[Records contained in a dataset]
********
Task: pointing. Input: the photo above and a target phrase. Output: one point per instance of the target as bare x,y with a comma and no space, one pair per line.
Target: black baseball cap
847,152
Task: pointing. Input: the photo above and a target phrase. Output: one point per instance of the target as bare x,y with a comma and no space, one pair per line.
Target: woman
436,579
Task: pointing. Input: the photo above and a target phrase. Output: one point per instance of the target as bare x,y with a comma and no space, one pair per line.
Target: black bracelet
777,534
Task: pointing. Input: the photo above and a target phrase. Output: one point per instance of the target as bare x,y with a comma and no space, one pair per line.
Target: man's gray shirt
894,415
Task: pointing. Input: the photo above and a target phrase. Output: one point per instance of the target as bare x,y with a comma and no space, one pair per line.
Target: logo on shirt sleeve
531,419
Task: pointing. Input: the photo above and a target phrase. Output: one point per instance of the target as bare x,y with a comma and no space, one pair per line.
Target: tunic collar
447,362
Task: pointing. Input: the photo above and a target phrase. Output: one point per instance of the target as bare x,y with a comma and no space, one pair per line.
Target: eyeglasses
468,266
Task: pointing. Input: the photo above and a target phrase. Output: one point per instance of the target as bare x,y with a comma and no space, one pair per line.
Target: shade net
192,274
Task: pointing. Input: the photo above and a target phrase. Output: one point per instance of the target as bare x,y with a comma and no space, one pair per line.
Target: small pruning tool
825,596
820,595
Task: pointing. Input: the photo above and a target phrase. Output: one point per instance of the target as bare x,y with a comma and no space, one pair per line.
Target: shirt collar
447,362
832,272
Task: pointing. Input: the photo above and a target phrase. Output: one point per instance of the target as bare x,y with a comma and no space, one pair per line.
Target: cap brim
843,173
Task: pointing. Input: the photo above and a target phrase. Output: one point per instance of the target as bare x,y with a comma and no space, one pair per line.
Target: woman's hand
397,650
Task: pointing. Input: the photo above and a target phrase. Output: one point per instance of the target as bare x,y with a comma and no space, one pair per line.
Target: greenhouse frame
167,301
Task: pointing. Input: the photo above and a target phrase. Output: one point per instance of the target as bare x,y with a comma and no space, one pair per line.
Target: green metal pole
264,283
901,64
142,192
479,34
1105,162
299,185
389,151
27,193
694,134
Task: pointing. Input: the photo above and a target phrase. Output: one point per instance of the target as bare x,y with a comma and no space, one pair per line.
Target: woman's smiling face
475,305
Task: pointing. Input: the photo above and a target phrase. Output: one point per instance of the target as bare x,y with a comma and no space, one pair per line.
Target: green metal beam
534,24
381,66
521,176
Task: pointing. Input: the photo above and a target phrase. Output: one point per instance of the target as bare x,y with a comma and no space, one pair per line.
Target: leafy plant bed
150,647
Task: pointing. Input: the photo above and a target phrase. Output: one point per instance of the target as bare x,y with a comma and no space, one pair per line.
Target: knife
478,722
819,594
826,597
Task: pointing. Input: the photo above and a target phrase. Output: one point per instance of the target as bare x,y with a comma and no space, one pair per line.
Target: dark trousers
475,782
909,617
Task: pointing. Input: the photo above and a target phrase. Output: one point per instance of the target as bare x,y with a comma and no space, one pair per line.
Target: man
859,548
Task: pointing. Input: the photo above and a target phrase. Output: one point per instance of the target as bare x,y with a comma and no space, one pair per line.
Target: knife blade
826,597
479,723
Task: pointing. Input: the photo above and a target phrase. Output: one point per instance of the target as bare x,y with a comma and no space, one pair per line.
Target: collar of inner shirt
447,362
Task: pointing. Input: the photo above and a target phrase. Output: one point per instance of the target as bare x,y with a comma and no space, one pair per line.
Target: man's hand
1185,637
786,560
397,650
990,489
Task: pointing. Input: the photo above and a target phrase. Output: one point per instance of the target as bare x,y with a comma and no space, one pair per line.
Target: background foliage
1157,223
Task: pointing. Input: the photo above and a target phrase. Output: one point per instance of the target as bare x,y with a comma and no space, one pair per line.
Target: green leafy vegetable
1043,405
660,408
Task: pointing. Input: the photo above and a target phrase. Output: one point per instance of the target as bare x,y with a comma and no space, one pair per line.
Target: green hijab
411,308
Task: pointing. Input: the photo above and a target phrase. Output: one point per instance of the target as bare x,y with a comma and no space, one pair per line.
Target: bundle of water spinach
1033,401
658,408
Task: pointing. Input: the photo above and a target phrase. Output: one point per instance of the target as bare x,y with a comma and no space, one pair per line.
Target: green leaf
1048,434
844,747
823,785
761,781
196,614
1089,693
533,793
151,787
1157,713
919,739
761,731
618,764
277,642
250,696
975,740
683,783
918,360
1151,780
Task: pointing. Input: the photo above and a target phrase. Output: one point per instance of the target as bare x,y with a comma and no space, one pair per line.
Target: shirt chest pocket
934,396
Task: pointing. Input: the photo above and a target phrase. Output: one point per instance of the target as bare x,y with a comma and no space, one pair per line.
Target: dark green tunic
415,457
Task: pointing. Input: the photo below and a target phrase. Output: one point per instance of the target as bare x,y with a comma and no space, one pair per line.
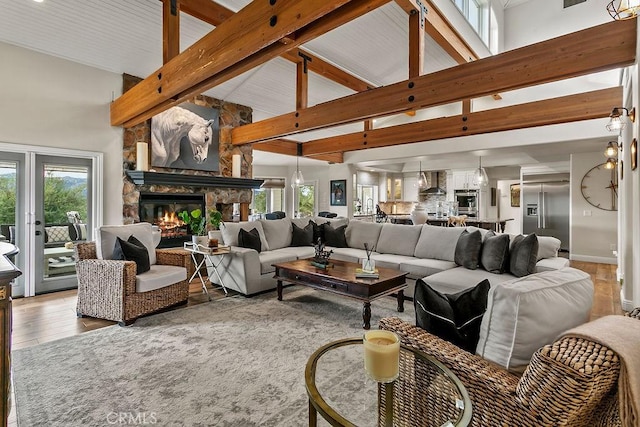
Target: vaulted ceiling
124,36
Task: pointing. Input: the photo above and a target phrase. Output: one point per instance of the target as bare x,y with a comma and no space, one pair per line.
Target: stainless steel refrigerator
545,210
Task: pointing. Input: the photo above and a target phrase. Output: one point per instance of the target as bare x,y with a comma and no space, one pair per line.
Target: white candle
381,355
236,166
142,156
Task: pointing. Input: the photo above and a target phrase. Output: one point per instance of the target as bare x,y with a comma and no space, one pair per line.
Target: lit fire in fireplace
170,225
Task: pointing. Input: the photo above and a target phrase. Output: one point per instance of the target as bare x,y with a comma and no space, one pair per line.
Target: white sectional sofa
424,251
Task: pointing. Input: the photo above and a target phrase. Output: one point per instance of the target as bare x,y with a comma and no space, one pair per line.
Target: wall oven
467,202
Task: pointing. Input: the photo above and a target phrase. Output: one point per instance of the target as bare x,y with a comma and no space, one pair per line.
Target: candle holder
382,355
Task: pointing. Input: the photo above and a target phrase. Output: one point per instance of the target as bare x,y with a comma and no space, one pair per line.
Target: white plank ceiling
125,36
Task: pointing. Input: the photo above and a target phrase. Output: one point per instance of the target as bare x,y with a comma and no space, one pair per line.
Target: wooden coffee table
341,280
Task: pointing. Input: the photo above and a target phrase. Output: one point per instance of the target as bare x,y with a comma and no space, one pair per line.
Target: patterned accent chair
572,382
110,289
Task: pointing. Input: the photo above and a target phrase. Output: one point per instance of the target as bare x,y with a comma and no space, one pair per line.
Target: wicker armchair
107,288
571,382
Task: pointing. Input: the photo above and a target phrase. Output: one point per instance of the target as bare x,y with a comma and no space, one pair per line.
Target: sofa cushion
527,313
106,239
249,239
160,276
335,236
420,267
459,278
230,232
277,232
389,260
495,253
399,239
267,259
453,317
438,242
523,255
360,232
302,236
548,247
468,248
550,264
348,254
132,250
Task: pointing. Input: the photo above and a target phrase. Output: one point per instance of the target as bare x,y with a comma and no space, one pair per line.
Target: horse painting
169,127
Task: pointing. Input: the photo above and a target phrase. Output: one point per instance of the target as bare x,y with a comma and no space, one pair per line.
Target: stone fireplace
217,189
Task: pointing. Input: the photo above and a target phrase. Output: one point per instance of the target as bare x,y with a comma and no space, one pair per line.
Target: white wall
52,102
505,210
591,236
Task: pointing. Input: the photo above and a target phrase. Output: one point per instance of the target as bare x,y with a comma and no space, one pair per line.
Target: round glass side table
426,393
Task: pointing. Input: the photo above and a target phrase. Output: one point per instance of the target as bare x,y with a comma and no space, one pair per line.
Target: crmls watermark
132,418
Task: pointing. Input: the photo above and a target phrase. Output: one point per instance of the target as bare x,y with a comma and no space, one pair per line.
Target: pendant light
480,176
297,179
422,179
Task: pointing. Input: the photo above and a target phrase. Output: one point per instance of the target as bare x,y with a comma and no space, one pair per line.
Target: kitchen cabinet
464,180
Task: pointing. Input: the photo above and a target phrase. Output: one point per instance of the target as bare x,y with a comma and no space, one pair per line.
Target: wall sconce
616,121
623,9
612,150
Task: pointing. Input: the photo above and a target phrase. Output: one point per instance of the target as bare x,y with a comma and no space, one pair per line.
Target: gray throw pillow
524,255
495,253
302,236
468,249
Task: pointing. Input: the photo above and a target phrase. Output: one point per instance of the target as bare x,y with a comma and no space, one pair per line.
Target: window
268,198
477,13
305,200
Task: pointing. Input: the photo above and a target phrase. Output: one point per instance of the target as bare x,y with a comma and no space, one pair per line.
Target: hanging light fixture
480,176
610,163
612,150
616,120
422,179
623,9
297,179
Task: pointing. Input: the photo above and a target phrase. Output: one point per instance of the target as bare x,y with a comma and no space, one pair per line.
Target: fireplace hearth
162,209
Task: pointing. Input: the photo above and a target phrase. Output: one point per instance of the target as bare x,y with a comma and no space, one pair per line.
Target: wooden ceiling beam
584,106
231,42
595,49
346,13
290,148
170,29
441,30
214,14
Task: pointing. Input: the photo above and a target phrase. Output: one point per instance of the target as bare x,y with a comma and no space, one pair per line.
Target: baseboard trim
598,259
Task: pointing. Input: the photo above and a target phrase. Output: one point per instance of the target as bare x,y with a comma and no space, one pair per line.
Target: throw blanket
622,335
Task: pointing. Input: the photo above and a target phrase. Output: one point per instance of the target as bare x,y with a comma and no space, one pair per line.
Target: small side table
215,256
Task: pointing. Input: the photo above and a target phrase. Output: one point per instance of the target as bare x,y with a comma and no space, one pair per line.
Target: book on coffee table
364,274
********
**WHAT TO DO**
The response should be an exact copy of the lines from the one with "Target: throw blanket" through the end of the data, with no other text.

**SOLUTION TO THE PROBLEM**
Target: throw blanket
622,335
Task: pointing. Input: the photo above and a target phrase. Output: one point per instance of the target as bare x,y with a comma and no space, one pair per line.
Target: small side table
215,256
Task: pointing. Input: the photo above and a target phrase. Output: one point per instance of the target as bare x,y with a comma and no space, one pair per line.
Target: book on coffee table
364,274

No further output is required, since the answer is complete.